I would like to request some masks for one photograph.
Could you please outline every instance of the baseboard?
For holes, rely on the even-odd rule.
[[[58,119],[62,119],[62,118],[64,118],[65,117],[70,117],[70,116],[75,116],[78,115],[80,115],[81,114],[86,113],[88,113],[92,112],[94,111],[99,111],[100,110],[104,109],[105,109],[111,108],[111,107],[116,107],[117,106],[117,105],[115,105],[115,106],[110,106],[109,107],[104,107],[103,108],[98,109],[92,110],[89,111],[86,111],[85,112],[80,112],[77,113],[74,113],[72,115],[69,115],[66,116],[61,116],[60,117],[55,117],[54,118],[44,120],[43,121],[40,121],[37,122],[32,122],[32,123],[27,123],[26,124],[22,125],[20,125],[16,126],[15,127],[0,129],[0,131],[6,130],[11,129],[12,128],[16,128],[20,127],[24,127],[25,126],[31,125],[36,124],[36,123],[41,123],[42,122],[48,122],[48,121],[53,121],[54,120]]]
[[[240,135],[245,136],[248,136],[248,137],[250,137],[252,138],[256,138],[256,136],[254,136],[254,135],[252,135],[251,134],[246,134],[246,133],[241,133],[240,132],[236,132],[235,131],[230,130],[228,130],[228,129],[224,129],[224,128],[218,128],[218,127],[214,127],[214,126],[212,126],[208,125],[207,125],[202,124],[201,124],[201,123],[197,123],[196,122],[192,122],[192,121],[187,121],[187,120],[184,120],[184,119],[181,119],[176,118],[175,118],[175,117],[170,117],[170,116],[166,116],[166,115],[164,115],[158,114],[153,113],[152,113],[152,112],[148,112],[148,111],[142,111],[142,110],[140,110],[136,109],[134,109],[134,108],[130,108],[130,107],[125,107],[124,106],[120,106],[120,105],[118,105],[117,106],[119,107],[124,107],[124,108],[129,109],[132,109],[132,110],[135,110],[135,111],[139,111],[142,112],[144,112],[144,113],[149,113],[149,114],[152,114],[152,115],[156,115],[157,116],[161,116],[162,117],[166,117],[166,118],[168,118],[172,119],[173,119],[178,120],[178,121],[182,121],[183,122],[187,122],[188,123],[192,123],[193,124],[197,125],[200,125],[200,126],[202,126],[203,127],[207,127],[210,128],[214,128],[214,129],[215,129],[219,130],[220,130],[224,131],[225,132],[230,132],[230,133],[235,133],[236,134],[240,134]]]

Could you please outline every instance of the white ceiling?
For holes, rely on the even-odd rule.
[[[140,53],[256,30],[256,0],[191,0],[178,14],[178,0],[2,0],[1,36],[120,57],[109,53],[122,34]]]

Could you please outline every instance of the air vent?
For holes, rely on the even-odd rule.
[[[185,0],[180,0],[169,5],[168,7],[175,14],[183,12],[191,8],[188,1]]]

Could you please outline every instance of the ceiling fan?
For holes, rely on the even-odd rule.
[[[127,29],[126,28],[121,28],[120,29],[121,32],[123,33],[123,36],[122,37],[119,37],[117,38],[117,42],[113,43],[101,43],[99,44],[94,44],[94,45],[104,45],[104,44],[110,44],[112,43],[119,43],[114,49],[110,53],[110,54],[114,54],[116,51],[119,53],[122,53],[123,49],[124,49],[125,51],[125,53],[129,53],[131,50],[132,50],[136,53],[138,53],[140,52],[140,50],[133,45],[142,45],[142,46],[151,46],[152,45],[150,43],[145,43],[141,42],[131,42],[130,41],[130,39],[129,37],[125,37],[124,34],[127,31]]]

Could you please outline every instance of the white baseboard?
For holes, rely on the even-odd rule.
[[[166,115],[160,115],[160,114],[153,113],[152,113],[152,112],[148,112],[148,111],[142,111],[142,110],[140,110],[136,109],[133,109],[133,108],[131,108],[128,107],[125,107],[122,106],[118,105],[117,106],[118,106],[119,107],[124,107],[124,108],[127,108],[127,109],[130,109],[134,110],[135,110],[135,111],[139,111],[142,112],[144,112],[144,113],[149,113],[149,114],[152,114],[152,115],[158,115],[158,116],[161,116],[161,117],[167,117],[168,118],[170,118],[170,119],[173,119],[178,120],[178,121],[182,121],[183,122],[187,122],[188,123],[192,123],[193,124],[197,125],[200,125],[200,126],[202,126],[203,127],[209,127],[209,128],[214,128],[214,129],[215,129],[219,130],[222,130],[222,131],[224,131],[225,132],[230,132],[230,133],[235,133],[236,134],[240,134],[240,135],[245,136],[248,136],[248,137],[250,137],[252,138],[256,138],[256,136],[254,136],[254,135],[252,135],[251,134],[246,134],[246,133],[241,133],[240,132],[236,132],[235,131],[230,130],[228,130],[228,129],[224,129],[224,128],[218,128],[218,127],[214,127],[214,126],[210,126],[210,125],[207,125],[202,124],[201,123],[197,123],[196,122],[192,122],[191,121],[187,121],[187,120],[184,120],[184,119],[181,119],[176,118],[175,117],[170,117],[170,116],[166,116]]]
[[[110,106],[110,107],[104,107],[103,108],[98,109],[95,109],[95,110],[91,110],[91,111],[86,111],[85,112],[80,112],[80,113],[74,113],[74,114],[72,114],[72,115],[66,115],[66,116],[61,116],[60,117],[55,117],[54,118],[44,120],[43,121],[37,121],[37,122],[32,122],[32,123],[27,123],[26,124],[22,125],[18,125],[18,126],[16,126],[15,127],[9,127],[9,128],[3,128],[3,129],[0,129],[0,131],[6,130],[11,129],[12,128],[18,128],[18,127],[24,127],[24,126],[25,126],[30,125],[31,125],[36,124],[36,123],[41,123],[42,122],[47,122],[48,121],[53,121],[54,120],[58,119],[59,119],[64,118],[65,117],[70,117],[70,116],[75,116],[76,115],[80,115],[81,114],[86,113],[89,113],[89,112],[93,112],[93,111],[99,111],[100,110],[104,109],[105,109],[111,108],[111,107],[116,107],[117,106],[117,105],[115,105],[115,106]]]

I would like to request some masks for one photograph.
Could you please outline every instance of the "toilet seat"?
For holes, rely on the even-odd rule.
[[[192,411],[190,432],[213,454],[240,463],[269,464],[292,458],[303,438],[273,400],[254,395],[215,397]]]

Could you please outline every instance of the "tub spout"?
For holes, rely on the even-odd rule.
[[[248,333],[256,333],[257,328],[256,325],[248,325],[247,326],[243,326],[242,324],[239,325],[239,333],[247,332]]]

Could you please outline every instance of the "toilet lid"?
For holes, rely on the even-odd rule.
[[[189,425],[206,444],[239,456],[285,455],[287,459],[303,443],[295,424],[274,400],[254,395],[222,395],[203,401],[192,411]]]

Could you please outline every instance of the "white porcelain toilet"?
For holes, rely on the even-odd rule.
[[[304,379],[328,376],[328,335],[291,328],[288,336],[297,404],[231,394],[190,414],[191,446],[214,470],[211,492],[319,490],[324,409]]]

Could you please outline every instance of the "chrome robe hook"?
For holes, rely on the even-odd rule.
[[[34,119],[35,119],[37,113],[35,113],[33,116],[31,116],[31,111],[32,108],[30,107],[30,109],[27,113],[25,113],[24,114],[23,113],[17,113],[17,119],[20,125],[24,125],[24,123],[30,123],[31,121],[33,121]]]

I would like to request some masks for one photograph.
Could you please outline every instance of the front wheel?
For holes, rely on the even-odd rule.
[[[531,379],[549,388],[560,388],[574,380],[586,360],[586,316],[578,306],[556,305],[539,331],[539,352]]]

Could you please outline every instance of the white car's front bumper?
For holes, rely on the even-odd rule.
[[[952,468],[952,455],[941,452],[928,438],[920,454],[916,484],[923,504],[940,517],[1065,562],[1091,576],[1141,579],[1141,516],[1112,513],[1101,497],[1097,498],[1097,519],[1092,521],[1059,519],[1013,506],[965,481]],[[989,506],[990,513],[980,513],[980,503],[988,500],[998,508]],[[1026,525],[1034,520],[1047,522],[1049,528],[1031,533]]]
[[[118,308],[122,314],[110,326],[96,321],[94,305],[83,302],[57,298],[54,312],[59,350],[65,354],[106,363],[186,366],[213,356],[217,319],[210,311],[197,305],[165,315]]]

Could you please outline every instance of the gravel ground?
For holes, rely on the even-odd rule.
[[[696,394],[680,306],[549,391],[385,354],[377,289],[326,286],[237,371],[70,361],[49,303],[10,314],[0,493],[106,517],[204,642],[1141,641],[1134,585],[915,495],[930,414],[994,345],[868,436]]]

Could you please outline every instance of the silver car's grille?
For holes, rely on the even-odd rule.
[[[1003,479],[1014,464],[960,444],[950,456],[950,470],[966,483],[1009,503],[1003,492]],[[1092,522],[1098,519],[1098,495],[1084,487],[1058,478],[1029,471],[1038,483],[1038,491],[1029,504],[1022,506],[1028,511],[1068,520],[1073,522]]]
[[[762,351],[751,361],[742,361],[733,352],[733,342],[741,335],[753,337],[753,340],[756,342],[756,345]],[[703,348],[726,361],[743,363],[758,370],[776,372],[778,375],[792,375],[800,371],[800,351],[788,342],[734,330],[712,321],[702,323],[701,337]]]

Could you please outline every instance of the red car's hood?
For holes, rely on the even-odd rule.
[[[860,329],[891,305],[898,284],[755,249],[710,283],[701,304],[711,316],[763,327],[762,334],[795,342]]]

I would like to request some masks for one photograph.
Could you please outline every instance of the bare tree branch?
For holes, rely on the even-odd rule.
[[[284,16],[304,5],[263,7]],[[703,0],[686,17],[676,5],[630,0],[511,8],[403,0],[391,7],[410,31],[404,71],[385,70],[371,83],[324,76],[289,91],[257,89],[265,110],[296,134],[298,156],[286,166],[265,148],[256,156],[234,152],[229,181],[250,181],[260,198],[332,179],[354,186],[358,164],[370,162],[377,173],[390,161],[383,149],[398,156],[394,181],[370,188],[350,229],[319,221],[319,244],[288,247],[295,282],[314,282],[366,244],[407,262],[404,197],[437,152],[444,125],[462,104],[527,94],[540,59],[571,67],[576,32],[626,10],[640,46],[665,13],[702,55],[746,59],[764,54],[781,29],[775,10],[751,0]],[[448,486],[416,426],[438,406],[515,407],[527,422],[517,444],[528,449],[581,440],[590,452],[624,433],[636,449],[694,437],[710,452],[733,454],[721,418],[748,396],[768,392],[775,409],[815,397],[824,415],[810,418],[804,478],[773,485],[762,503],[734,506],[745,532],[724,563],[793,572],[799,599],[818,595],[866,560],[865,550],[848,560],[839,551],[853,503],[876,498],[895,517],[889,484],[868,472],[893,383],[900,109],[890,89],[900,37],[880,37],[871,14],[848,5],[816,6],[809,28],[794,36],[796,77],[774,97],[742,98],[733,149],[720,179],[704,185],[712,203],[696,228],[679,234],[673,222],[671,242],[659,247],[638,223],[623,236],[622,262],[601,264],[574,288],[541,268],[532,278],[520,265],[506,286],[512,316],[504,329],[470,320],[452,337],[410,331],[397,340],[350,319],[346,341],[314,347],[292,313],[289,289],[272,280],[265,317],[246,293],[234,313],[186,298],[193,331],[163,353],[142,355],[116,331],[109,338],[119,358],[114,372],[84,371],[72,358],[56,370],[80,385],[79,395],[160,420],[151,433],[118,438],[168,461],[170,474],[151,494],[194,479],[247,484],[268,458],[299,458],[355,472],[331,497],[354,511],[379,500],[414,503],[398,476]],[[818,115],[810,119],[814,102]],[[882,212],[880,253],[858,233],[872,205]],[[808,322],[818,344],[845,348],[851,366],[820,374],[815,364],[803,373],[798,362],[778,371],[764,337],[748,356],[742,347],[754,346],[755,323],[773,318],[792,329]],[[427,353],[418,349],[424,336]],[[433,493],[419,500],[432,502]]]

--*--

Count how many lines of the records above contain the string "toilet", with case counting. Reply with only the number.

3